**Stated goal 1**
Quote the hammer comments from "That’s so funny." to "into my door!".
**Stated goal 2**
In the hammer comments, how long did the commenter's grandfather work for Sears?
**Stated goal 3**
Carry on the hammer comments past their last sentence.

**Page extract**
:::
And if that’s all they find they might extrapolate a whole culture from it. They might even assume it was some religious article – or write papers referring to the “North American Metal Mallet People of the early 21st century”.
My grandfather worked for Sears for over 35 years, so every appliance and tool he owned was a Sears product. My uncle has all his dad’s tools, all still in excellent condition.
That’s so funny. My hammer story is that I got a new teaching job. I needed somewhere in my new classroom to hang my coat, so took hubby’s best hammer and a nail to knock into the back of my door. The hammer disappeared from my desk overnight…and I knew the only possible ‘thief’ was the caretaker after hours but being new, didn’t feel I could accuse him. And I had to confess to hubby I’d lost his prized hammer. The next day the caretaker appeared with my hammer, he’d kindly taken it and secured the wobbly head for me. Then a couple of teachers came to me and said ‘The caretaker says you’re a bit of a woodwork expert…we’re thinking of starting balsawood crafts with our classes, so we’ve come for your advice’…..husband still laughs at my ‘expert’ nomination on the strength of being seen to hammer one nail into my door!
:::
**Rows**
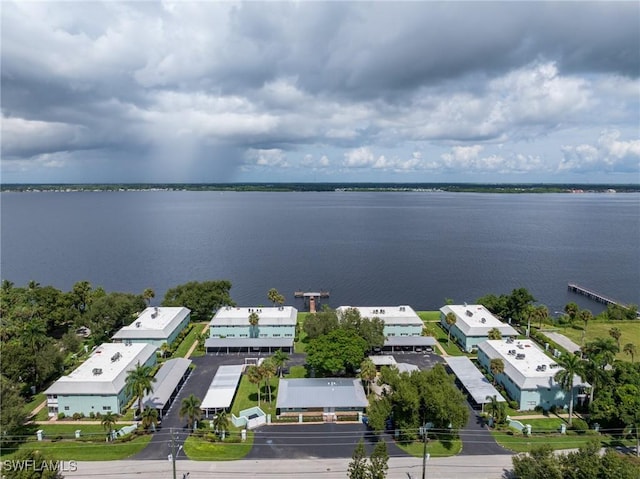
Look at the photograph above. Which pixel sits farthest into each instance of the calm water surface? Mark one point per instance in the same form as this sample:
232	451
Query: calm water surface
366	248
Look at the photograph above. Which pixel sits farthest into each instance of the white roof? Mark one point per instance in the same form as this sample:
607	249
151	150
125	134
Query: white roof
154	323
525	372
476	320
105	371
472	379
222	388
403	315
278	316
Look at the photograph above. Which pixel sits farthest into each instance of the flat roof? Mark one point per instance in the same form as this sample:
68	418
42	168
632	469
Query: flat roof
248	343
277	316
410	341
476	320
403	315
526	372
167	380
223	387
472	379
105	371
154	323
320	393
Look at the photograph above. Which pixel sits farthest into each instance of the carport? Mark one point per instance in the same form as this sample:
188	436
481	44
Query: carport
248	345
473	380
169	379
393	343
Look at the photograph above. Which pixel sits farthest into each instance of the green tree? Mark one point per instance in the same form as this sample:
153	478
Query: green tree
497	367
280	358
190	409
139	382
379	461
340	350
254	375
630	349
108	420
571	366
616	334
358	465
221	424
495	334
149	418
148	294
275	297
202	298
368	372
253	322
12	414
450	319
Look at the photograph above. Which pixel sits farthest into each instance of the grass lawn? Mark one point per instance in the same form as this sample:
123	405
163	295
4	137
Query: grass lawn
71	450
600	329
188	341
435	448
199	449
:::
**Result 1**
That’s so funny. My hammer story is that I got a new teaching job. I needed somewhere in my new classroom to hang my coat, so took hubby’s best hammer and a nail to knock into the back of my door. The hammer disappeared from my desk overnight…and I knew the only possible ‘thief’ was the caretaker after hours but being new, didn’t feel I could accuse him. And I had to confess to hubby I’d lost his prized hammer. The next day the caretaker appeared with my hammer, he’d kindly taken it and secured the wobbly head for me. Then a couple of teachers came to me and said ‘The caretaker says you’re a bit of a woodwork expert…we’re thinking of starting balsawood crafts with our classes, so we’ve come for your advice’…..husband still laughs at my ‘expert’ nomination on the strength of being seen to hammer one nail into my door!

**Result 2**
Over 35 years.

**Result 3**
Great story! Finding the hammer made me think of a news story I saw a few days ago: A gold miner in the Yukon found a wolf pup, almost perfectly mummified, in the permafrost. The pup died 57,000 years ago, and the carcass was in such good shape that scientists could tell what she ate for her last meal: salmon.
The hammer survived maybe because it was made in America ? A Chinese one would have fallen apart and rusted to boot,lol.